WORK ITEM ▸
Please give back each line below unchanged; none of the pictures should appear.

RECORDS FOR THE TASK ▸
=== Section Start ===
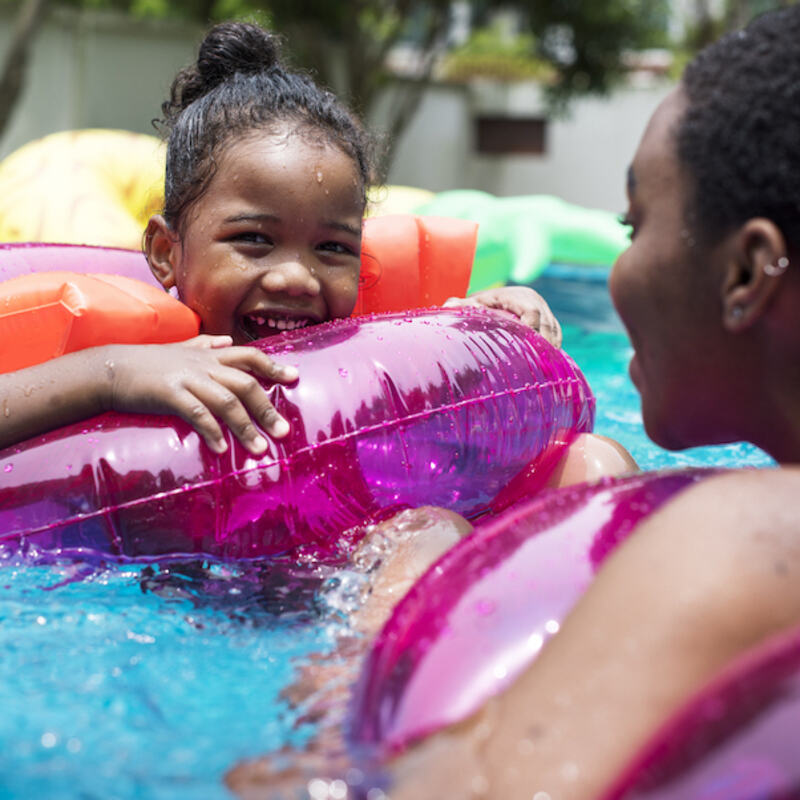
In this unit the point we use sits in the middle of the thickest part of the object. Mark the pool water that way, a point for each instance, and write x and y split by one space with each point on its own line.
139 682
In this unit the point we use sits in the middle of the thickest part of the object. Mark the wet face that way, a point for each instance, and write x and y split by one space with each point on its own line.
274 242
665 287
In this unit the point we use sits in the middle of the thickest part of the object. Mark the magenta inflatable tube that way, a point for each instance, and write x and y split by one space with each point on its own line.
438 407
482 612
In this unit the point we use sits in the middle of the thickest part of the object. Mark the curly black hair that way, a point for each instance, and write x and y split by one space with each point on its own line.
238 85
739 138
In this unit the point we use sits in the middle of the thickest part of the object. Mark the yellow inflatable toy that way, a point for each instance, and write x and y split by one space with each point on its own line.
82 187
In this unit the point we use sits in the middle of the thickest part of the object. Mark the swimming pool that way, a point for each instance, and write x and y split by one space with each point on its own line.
134 682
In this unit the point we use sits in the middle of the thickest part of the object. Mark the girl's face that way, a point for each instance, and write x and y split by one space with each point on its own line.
274 242
666 288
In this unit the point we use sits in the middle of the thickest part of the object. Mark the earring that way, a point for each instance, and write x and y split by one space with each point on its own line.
777 268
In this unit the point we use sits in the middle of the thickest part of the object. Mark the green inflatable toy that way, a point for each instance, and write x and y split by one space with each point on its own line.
519 236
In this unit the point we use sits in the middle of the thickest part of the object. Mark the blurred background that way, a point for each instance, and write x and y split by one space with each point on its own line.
511 98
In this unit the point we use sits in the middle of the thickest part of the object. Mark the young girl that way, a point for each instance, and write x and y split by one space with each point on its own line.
265 192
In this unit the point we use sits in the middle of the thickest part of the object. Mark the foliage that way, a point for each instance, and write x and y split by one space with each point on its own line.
585 41
491 53
574 45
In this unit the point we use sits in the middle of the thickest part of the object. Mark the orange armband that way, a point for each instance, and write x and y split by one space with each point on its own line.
48 314
414 262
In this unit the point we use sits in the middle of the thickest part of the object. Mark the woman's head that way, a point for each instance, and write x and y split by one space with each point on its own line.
714 200
265 191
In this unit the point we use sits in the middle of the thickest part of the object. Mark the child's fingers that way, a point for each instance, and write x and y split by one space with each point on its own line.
543 322
226 406
253 360
188 406
255 400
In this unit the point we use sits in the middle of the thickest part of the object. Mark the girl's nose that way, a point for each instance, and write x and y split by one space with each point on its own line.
292 276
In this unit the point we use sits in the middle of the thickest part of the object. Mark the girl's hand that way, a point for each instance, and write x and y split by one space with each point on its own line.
202 380
521 301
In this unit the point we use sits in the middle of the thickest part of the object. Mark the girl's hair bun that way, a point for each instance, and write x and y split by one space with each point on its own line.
228 48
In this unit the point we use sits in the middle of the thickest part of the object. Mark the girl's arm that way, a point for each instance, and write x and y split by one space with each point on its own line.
204 380
521 301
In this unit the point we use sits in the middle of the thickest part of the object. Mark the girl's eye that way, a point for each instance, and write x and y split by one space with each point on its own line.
251 237
339 248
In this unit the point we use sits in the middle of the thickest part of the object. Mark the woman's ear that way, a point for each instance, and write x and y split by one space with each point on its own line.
754 273
161 247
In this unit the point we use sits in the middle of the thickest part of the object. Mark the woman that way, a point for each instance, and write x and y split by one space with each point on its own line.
709 291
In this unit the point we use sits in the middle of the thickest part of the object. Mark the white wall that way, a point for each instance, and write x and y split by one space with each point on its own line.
102 70
94 71
587 153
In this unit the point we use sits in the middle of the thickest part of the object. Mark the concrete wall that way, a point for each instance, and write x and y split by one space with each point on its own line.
586 155
103 70
95 71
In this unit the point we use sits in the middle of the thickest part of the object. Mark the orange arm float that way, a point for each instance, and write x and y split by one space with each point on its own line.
414 262
48 314
406 262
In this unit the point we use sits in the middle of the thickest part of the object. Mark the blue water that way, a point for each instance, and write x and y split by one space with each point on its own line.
132 683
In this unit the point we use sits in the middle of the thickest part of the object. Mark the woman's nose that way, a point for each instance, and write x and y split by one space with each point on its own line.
291 275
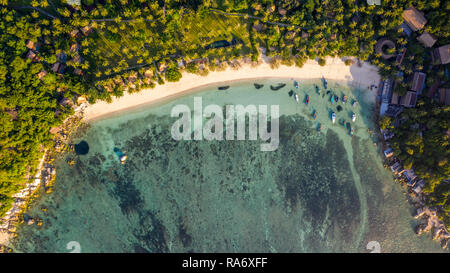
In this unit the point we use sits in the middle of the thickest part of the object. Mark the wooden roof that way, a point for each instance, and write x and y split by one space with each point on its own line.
427 39
414 18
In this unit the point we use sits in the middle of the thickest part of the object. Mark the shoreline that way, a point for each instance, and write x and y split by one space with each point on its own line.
363 77
335 69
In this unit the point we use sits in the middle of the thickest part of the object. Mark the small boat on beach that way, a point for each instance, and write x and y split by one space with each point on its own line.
120 154
258 86
278 87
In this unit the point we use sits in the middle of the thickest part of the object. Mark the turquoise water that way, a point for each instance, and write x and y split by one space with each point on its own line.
318 192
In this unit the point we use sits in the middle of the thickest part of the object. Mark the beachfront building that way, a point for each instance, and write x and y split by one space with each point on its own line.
414 18
409 100
406 29
388 152
397 168
427 39
373 2
419 186
410 175
381 48
386 94
444 96
441 55
418 82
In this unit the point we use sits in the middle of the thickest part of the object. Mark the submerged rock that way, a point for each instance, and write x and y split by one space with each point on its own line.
223 87
278 87
258 86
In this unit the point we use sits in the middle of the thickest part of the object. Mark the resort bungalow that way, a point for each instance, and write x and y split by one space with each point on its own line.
400 57
395 98
444 96
86 30
373 2
75 33
75 47
418 82
58 68
414 18
427 39
418 186
441 55
78 71
31 55
388 135
33 46
42 74
410 175
397 168
388 152
386 94
409 100
406 29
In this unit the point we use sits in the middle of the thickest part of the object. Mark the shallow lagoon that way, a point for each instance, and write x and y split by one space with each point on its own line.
318 192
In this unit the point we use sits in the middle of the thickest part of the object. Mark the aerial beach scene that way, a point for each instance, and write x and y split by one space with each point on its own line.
90 162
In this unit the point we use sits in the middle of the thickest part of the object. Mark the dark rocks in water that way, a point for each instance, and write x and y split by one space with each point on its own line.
82 148
140 249
276 88
258 86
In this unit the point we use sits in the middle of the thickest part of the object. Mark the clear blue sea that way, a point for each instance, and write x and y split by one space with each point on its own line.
318 192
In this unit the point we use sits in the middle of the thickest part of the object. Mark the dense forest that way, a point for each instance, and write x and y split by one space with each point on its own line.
55 51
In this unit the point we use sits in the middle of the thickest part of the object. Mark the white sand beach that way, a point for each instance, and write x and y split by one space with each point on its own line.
335 69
=== Section End ===
RESPONSE BOX ▸
In this unit the point we use sits in the middle of the thickest part of the object. Mark the pool water that way, a point for each instance, and write x and y split by one space with each point on its own line.
139 682
In this unit the point we use sits in the middle of the thickest part of the object. Mark the wet face that way, a point for each instance, and write x and y split by one space with each point on its own line.
274 242
665 287
In this unit the point we use sits in the middle of the thickest part of the object. Mark the magenta inflatable tube that way, a point for each instance, and write x and y split by one space with each point on its own line.
438 407
482 612
In this unit the point we use sits in the middle of the thickest part of the object. Mark the curly black hair that way, a point for each instance, and write x and y split by one space with each point on its own line.
238 85
739 138
In this unit the point we use sits in the middle of the thickest part of the object. Mark the yellow inflatable toy that way, a point for each instance, and write x and y split by one space with each point on its own line.
82 187
In this unit the point we use sits in the middle of the thickest part of the object. Mark the swimming pool that way, a point for each instance, and write x and y split by one space with each point on its own line.
134 682
In this unit the point we use sits in the middle of the thickest part of the object. Mark the girl's face that way, a point for each instance, and write x and y split by one space with each point on its own line.
274 242
666 288
In this unit the point we use sits in the middle of the thickest part of the object. Mark the earring that way, a point for each instance, and write x and y split by one space with each point on its own line.
777 268
In this unit the point we use sits in the middle of the thickest part of the object. Mark the green inflatable toy that way, a point for each instance, and write x and y split by one space with each point on its own line.
519 236
In this unit the point we use sits in the middle of the thickest part of the object. Mark the blurred background that way, a point for each instance, and write x and y split by one space with each point on its own line.
511 98
In this unit the point we use sits in the middle of the thickest part of the object. Mark the young girl that way, a point for each instance, and write x and y split by one space with each point on its own line.
265 192
In this unit the point we use sits in the middle of the thickest part of the object. Mark the foliage that way, a point for each instance, and write x and y split by one space with each point on its own line.
585 41
491 53
574 45
In this unit the point we use sits in the middle of the thickest part of the object. Mark the orange armband that way, a point for each instance, and write x and y split by one space with each point on its own line.
48 314
414 262
In this unit the point we use sits in the middle of the thickest part of the object. Mark the woman's head that way, a point for each instance, and write x and y split by one space with each point on its own line.
714 200
265 191
In this unit the point we use sits in the middle of the thickest part of the object. Mark the child's fingers that way, a point for each instance, and write x and y split by one space with each point on its own line.
543 322
226 406
253 360
188 406
255 400
In this unit the point we use sits in the middle of the thickest part of the object. Mark the girl's nose that way, a point for each instance, and write x and y split by one space with each point on its own line.
292 276
In this unit the point we use sits in the middle of the thickest part of the object. Mark the girl's hand that way, a point for each instance, and write x and y split by one space with each point on its own line.
202 380
521 301
In this unit the point we use sits in the middle of the thickest part of the object. Mark the girl's hair bun that way, a point for each instance, and write x and y split by one space with each point on its own line.
228 48
In this unit the point we use sits in the middle of the thickest part of the object. Mark the girl's arm that way, a point for each instance, and write x and y split by one space with each point on its own line.
204 380
521 301
In this unit the point we use sits in the middle of the thickest part of the object. Mark the girl's eye that way, a point for each instance, and write x and y split by one space with each point on its own line.
251 237
339 248
In this unit the point we use sits in the middle of the thickest part of the object. Mark the woman's ear that way, a point for each instance, and write x and y split by one space with each point on its own line.
754 273
161 247
In this unit the point we use sits in the middle of the thickest part of the object. Mark the woman that way, a point for each instance, and write x and y split by one space with each point on its own line.
709 291
In this unit the point we use sits in the middle of the thickest part of the object. Mark the white wall that way, a point for each instance, and write x and y split by one space with each point on its own line.
102 70
94 71
587 153
In this unit the point we use sits in the middle of the thickest part of the object. Mark the concrete wall that way, a point for each instance, and write x and y split by one space with each point on its own line.
586 155
103 70
95 71
In this unit the point we use sits in the middle of the thickest part of the object. Mark the orange arm float that way, a point for each instance, and write x and y split by one space with each point on its own line.
414 262
48 314
406 262
In this unit the point we use sits in the middle of the thickest part of the object. Mark the blue water that way, a point for each instance, and write x and y split by one space with each point on its own line.
132 683
In this unit the point we use sits in the middle of the thickest part of the object. Mark the woman's nose that way, a point for each instance, and write x and y split by one space with each point on its own line.
291 275
In this unit the point we use sits in the middle of the thickest part of the object. Mark the wooden roof that way, a point for each instance, and write x and y split by one space with each point on its own line.
427 39
414 18
In this unit the point we use sits in the middle of the thickest part of the object. Mark the shoreline that way, a point for each instance, and write x and y split by one space with each point on its own line.
363 77
335 69
In this unit the point we use sits in the middle of the thickest part of the object. Mark the small boat on beach that way, a point for each instance, and write x and y split by one space with each point on its own line.
120 154
258 86
278 87
In this unit the point we use sits in the middle of the thickest part of the object. Mark the turquoise water that way, a point for each instance, and write x and y split by one space with each point on its own line.
318 192
In this unit the point we use sits in the middle of the thickest part of the object. Mark the beachfront building that way, a point for each instance, and write x and y split by one space with each point on its own line.
414 18
409 100
406 29
388 152
397 168
427 39
373 2
419 186
410 175
381 48
386 94
444 96
441 55
418 82
In this unit the point we use sits in the middle of the thickest part of the object. Mark the submerged rock that way, a point for each instance, and write x and y split by one space with each point on its own line.
223 87
278 87
258 86
In this unit the point we use sits in the middle of the thickest part of the object. Mark the resort bungalow that way, a point for each instance, and write x and y split by one space with each point on its own line.
400 57
395 98
444 96
86 30
373 2
75 33
75 47
418 82
58 68
414 18
427 39
418 186
441 55
78 71
31 55
388 135
33 46
42 74
410 175
397 168
388 152
386 94
409 100
406 29
In this unit the point we use sits in the middle of the thickest part of the object. Mark the shallow lagoon that way, a point for each instance, and write x and y split by one space with each point on its own line.
318 192
In this unit the point we use sits in the middle of the thickest part of the object. Mark the aerial beach scene that way, a point for each instance, and write x and y split by one space with each point on its own line.
90 162
In this unit the point we use sits in the middle of the thickest part of the object. Mark the dark rocks in water that way, a point for each instance, and write x and y split by one space with each point on its own line.
82 148
140 249
276 88
258 86
In this unit the point we use sits in the middle of the thickest part of the object. Mark the clear blue sea that way, a point for each instance, and write x and y split by one space with each point on its own line.
318 192
In this unit the point we use sits in the middle of the thickest part of the object. Mark the dense forest that way, a point for each instance, and write x and y split by one space with each point on its own line.
55 51
In this unit the point we use sits in the middle of the thickest part of the object. Mark the white sand beach that way, a point for each instance, and write x and y split by one space with each point on its own line.
335 69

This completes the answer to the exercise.